→ YOUR TASK
Copy out every line of the data between the lines holding "One pin per instance of the person" and "<point>174,192</point>", inclusive, and nothing else. Shift each coordinate in the points that follow a "Target:" line up by 40, and keep every other line unchanged.

[Stored data]
+---+

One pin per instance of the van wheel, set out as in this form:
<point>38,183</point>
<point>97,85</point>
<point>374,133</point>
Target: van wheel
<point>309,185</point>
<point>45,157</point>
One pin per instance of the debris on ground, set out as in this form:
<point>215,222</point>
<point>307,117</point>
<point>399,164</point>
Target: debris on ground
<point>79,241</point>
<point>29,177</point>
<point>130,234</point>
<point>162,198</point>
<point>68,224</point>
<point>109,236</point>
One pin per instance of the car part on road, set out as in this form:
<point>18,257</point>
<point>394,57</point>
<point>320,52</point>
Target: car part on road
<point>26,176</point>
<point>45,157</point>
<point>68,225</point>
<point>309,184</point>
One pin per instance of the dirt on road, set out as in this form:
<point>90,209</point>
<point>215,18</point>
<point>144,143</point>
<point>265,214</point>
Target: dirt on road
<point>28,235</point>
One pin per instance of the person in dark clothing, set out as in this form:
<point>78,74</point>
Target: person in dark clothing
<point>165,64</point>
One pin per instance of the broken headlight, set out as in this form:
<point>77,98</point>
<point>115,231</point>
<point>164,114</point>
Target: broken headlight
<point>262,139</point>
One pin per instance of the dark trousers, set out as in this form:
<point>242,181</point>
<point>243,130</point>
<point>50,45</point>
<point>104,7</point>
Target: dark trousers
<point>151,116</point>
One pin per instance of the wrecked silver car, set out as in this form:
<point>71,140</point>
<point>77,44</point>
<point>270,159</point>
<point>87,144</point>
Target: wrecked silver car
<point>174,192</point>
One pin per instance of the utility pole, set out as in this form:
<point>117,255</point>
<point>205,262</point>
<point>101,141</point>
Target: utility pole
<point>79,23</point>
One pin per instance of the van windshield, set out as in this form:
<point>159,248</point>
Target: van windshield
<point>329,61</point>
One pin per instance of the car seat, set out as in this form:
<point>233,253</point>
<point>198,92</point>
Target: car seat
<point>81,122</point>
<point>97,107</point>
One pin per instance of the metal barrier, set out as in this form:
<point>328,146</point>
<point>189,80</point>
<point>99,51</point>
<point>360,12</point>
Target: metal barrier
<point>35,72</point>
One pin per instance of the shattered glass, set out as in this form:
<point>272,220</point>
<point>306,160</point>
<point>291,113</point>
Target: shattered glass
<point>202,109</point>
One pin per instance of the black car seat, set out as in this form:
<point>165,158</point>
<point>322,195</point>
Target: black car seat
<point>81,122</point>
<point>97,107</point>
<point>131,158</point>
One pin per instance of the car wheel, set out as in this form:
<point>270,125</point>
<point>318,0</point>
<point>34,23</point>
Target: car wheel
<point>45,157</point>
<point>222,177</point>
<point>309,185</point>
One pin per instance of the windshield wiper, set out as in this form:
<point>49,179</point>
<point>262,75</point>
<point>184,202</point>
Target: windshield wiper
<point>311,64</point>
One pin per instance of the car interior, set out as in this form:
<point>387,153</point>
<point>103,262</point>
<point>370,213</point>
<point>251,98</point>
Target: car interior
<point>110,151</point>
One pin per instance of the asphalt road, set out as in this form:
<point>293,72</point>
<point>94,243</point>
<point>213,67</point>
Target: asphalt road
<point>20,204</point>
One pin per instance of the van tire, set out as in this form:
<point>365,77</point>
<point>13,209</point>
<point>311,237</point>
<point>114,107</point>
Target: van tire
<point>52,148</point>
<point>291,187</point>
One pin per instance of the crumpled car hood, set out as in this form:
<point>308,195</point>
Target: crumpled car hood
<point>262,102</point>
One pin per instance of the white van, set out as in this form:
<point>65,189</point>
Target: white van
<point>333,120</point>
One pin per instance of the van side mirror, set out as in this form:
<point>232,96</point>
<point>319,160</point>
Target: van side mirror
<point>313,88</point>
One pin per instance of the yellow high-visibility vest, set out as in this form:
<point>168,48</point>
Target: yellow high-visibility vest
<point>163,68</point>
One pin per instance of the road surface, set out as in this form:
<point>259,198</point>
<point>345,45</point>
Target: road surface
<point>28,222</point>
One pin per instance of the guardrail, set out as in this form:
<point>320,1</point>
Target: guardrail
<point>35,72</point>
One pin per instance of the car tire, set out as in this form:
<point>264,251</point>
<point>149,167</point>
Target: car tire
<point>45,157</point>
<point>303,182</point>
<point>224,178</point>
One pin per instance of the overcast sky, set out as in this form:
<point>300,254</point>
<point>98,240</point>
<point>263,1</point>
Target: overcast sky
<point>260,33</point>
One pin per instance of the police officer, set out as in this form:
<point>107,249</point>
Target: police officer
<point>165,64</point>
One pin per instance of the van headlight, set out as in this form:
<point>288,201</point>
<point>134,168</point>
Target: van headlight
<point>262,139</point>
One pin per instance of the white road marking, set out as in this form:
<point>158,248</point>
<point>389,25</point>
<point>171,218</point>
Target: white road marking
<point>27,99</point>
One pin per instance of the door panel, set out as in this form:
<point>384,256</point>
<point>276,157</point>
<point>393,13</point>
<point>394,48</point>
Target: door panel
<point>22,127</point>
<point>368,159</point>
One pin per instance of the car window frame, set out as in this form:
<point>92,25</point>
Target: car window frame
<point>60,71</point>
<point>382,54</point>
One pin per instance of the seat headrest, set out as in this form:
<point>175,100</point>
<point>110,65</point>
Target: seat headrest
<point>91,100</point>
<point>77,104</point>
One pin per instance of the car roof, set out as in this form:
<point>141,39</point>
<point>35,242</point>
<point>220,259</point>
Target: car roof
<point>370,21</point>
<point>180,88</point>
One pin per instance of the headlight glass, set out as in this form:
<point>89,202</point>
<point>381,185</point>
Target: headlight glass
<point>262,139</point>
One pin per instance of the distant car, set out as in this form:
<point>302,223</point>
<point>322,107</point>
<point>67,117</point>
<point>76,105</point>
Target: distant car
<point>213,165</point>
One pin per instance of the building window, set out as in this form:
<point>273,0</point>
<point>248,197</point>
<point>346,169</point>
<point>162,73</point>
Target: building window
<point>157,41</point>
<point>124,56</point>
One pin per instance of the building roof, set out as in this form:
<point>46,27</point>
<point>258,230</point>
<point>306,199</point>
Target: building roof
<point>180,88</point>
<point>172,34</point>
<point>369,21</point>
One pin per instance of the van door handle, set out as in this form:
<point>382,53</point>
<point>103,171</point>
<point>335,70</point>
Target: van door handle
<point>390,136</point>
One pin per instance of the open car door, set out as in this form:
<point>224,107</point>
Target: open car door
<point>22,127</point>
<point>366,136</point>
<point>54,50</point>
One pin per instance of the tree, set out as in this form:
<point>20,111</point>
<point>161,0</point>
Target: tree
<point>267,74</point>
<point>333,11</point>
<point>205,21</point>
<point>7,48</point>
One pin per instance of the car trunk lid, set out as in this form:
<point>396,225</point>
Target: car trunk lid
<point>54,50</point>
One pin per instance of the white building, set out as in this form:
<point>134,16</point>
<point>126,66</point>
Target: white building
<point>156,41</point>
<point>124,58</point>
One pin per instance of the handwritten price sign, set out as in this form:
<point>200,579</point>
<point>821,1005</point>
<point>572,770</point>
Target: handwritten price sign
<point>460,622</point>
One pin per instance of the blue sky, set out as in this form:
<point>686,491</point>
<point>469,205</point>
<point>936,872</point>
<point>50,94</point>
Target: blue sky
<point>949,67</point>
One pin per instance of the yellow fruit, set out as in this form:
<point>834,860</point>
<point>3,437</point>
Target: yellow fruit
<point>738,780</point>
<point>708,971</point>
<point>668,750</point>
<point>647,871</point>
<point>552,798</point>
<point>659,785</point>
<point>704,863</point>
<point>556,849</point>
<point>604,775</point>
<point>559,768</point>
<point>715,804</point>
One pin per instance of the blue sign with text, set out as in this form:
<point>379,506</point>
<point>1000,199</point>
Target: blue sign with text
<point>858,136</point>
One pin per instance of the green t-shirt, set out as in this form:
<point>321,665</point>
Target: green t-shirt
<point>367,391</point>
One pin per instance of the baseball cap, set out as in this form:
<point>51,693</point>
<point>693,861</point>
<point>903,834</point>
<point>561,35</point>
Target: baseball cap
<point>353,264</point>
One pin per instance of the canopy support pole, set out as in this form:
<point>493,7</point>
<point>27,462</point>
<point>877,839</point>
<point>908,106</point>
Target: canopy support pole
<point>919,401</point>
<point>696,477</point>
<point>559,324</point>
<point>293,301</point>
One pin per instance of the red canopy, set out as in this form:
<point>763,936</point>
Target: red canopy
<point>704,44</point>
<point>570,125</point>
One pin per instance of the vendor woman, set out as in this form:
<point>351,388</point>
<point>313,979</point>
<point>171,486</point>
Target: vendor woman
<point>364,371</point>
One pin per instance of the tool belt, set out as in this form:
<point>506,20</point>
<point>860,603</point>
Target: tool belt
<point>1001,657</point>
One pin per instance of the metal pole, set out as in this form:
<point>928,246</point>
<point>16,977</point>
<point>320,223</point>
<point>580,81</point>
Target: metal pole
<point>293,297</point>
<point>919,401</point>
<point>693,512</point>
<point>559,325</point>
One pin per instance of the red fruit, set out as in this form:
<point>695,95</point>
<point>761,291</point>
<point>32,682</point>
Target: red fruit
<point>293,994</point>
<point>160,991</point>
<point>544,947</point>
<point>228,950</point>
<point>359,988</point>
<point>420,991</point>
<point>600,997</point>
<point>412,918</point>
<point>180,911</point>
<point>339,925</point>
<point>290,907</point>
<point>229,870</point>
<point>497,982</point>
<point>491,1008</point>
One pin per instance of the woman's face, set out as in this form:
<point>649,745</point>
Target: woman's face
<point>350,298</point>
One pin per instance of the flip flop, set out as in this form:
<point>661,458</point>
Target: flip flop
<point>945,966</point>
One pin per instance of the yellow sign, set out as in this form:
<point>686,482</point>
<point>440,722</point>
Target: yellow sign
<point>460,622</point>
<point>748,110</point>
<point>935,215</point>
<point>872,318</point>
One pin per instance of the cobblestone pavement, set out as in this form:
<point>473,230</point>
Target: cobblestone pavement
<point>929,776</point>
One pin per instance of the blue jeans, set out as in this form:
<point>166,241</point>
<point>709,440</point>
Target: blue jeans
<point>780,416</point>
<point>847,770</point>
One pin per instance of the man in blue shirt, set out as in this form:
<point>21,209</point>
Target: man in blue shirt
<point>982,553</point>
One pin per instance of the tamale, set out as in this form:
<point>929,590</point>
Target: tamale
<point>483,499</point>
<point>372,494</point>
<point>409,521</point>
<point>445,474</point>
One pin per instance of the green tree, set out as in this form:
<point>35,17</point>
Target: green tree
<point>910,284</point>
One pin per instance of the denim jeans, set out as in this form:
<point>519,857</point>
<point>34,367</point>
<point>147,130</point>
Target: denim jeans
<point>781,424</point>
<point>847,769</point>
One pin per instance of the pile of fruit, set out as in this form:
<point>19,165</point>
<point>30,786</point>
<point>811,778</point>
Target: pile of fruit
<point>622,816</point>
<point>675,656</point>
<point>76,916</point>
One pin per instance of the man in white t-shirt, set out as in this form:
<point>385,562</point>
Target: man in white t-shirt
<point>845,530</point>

+---+

→ RESULT
One pin per instance of the person in dark clothing, set out as in this form:
<point>78,74</point>
Target: person in dark clothing
<point>205,104</point>
One pin per instance of the broken headlight, set out as in this form:
<point>77,98</point>
<point>115,231</point>
<point>164,114</point>
Target: broken headlight
<point>302,179</point>
One pin per instance of the dark trousers, set out as in this form:
<point>242,181</point>
<point>243,130</point>
<point>50,45</point>
<point>104,7</point>
Target: dark trousers
<point>191,156</point>
One pin per instance of the wrecked silver car, set out as in this form:
<point>71,140</point>
<point>77,44</point>
<point>270,159</point>
<point>87,144</point>
Target: wrecked silver car
<point>214,232</point>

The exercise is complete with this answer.